* Extrait:
○ ○ ○ ○ ○

Médicament : dix propositions de la Mutualité Française pour "restaurer la
confiance"
Publié le 10/03/2011, Dernière mise à jour le 14/03/2011
L'affaire du Mediator® a mis en évidence de graves dysfonctionnements dans
le circuit du médicament en France. La Mutualité Française publie ce 10 mars
un plan "pour moraliser et moderniser la politique du médicament" dans notre
pays. Il contient dix propositions "réalistes et innovantes".
http://www.mutualite.fr/L-actualite/Medicament/Medicament-dix-propositions-de-la-Mutualite-Francaise-pour-restaurer-la-confiance
Négligences en série, cascade de défaillances au sein même du système
d'autorisation, d'évaluation et de surveillance du médicament : l'affaire du
Mediator® a mis en lumière de graves dysfonctionnements qui ont conduit à ce
scandale sanitaire.
Depuis plus de dix ans, la Mutualité Française développe une politique
fondée sur "l'utilité et le bon usage du médicament, dans l'intérêt de la
population qui les consomme". Elle publie ce jeudi 10 mars un plan pour
"moraliser et moderniser la politique du médicament".
"Des changements en profondeur sont nécessaires si l'on ne veut pas laisser
se développer un sentiment de suspicion à l'égard du médicament,
préjudiciable à la santé publique", explique Etienne Caniard, président de
la Mutualité Française. "Il convient de faire preuve de sélectivité pour
promouvoir les médicaments efficaces et leur bon usage."
Intitulé "Pour une politique de santé publique indépendante des politiques
industrielles", ce plan proposé par la Mutualité Française se décline en dix
propositions "réalistes et innovantes".
Voici les 10 propositions :
1) Faire du progrès médical le critère des autorisations de mise sur le
marché (AMM). Aujourd'hui, l'AMM est réduite à un simple agrément de
commercialisation. Elle n'intègre pas la notion de progrès thérapeutique.
Pour la Mutualité Française, "un médicament ne doit faire l'objet d'une
autorisation de mise sur le marché que s'il répond à un besoin avéré de
santé et s'il constitue une avancée par rapport aux thérapeutiques
existantes".
Actuellement, de nombreuses AMM sont délivrées pour des nouvelles molécules
sur la base d'une comparaison à des placebos qui sont des substances
inertes. Ces nouvelles molécules ne sont donc pas comparées au traitement le
plus performant qui existe. Pour la Mutualité Française, "les essais contre
placebo, aujourd'hui tenus pour satisfaisants, ne doivent plus être
acceptés".
2) Les médicaments doivent être réévalués tous les cinq ans. Actuellement,
un médicament est réévalué une seule fois au bout de cinq ans. Ensuite, son
autorisation est considérée comme définitive. Pour la Mutualité Française,
le retour à une réévaluation quinquennale est une étape cruciale et
obligatoire dans la vie du médicament. Cette procédure ne doit pas être une
simple formalité administrative mais elle doit se baser sur toutes les
données scientifiques et médicales fiables et exhaustives. Cela permettrait
de s'assurer qu'un médicament est toujours efficace.
3) Créer une structure de pharmacovigilance financée par les pouvoirs
publics. Aujourd'hui, l'Agence française de sécurité sanitaire des produits
de santé (Afssaps) est en charge des autorisations de mise sur le marché des
médicaments et de la pharmacovigilance. Il faut séparer ces deux fonctions
pour assurer la vigilance indépendamment de l'autorisation.

○ ○ ○ ○ ○

* Liste des tâches:
1 – Répondez à ces questions sur l'article consacré aux propositions de la Mutualité Française sur le médicament :
(a) Quel jour de la semaine la Mutualité Française publie-t-elle son plan ?
(b) Qui est le président de la Mutualité Française ?
(c) Aujourd'hui, combien de fois un médicament est-il réévalué ?
2 – Écrivez la suite de l'article sur les propositions de la Mutualité Française à partir de sa dernière phrase.
Vous n'avez pas besoin des données.

* Données fournies:
○ ○ ○ ○ ○

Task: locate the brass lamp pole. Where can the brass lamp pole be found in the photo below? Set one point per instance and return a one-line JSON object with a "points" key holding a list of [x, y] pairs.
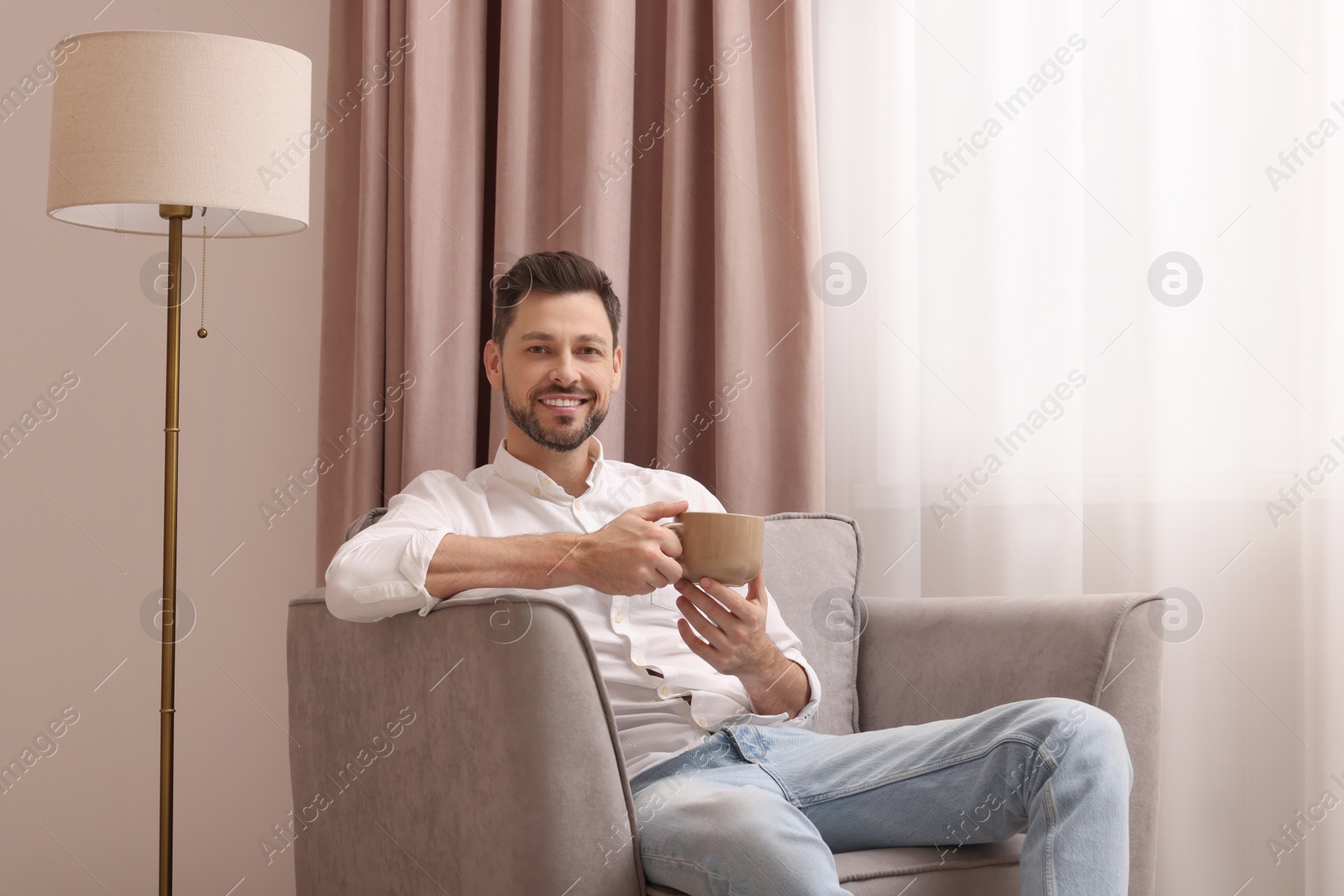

○ ○ ○ ○ ○

* Réponses dans l'ordre:
1 –
(a) Un jeudi, le 10 mars.
(b) Etienne Caniard.
(c) Une seule fois, au bout de cinq ans.

2 –
La Mutualité Française propose la création d'une structure indépendante pour
la pharmacovigilance. Elle serait rattachée à l'Institut de veille sanitaire
(InVS). Elle interviendrait sur le suivi des médicaments après leur
autorisation de mise sur le marché. Son financement public permettrait de
faire des études de pharmaco-épidémiologie. "On pourrait ainsi exploiter des
données médicales à partir de l'utilisation réelle des médicaments dans la
vie courante par un très grand nombre de patients", argumente Laure
Lechertier, responsable du département médicament à la Mutualité française.
4) Mobiliser les professionnels de santé sur le bon usage des médicaments.
"Le signalement des effets indésirables nécessite une mobilisation forte des
professionnels de santé", relève le plan médicament de la Mutualité
Française. Actuellement, ces effets sont sous-déclarés par les médecins et
les pharmaciens. La Mutualité Française propose des mesures pour inciter les
professionnels de santé à être plus impliqués dans cette démarche.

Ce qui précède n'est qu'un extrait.